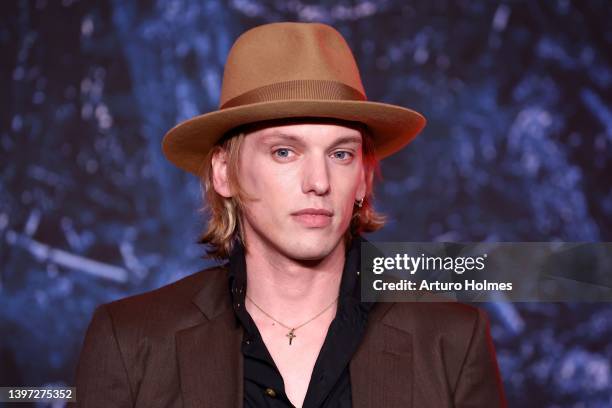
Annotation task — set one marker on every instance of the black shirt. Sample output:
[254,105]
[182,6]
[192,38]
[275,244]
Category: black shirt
[330,381]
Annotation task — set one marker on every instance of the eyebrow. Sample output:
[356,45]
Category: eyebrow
[284,136]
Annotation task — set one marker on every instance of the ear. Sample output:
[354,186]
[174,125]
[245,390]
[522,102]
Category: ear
[219,176]
[362,187]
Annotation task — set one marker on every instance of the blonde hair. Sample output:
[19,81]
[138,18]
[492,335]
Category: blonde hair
[225,214]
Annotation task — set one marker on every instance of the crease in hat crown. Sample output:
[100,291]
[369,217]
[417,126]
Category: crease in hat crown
[281,53]
[289,70]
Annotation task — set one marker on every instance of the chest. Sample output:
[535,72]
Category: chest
[294,354]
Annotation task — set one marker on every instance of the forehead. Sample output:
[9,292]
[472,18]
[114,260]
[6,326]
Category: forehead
[307,131]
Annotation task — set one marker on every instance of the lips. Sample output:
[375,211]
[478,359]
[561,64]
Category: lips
[314,211]
[313,217]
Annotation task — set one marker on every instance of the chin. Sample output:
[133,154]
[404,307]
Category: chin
[310,248]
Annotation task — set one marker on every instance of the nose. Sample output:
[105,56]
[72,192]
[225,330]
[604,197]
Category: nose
[316,175]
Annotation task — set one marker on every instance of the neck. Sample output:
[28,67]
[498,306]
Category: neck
[292,290]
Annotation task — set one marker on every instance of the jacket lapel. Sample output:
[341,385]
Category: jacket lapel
[382,368]
[211,365]
[209,354]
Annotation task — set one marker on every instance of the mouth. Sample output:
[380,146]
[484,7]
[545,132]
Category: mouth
[313,217]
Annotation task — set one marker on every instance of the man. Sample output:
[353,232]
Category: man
[287,163]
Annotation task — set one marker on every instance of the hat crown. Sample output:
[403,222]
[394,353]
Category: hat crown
[279,53]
☆ ☆ ☆ ☆
#### AIM OF THE TASK
Repeat the data above in full and exactly. Omit every image.

#### RESPONSE BOX
Annotation task — set one marker on every instance of the black shirt. Sample output:
[254,105]
[182,6]
[192,38]
[275,244]
Category: black shirt
[330,381]
Annotation task — set one marker on every instance of the eyebrow. Sample output:
[356,45]
Category: eyebrow
[284,136]
Annotation task — set one marker on every instance of the ear. Sample output:
[354,186]
[174,125]
[245,390]
[522,102]
Category: ear
[219,176]
[362,187]
Annotation task — set one marker on every instance of the blonde hair. Sample output:
[19,81]
[138,18]
[492,335]
Category: blonde hair
[225,214]
Annotation task — set one marker on every instance of the crease in hat crown. Sample output:
[100,291]
[369,217]
[417,126]
Category: crease in hat crown
[281,53]
[289,70]
Annotation task — set one marker on every instance of the chest. Sample output:
[535,72]
Category: chest
[294,354]
Annotation task — set one marker on every instance of the forehead. Sample output:
[9,292]
[472,18]
[114,260]
[6,326]
Category: forehead
[307,131]
Annotation task — set one marker on every instance of the lips. Sample output:
[375,211]
[478,359]
[561,64]
Category: lips
[314,211]
[313,217]
Annotation task — set one marker on every instance of the chin. Sample output:
[133,154]
[404,307]
Category: chin
[310,248]
Annotation task — set one marker on every instance of the nose. Sample output:
[105,56]
[72,192]
[225,330]
[604,197]
Category: nose
[316,175]
Annotation task — set one marker on every instance of the neck. Sample output:
[28,67]
[498,306]
Category: neck
[292,290]
Annotation task — set one marker on every instance of the jacket lapel. Sample output:
[341,385]
Category: jacket lapel
[382,368]
[211,365]
[209,354]
Annotation task — set one marker on every instance of the mouth. Sample output:
[380,146]
[484,7]
[545,132]
Category: mouth
[313,217]
Annotation task — set one marker on every instance of the man. Sample output:
[353,232]
Category: man
[287,163]
Annotation task — set one marker on every instance of the hat crown. Sample output:
[403,222]
[394,353]
Category: hat crown
[279,53]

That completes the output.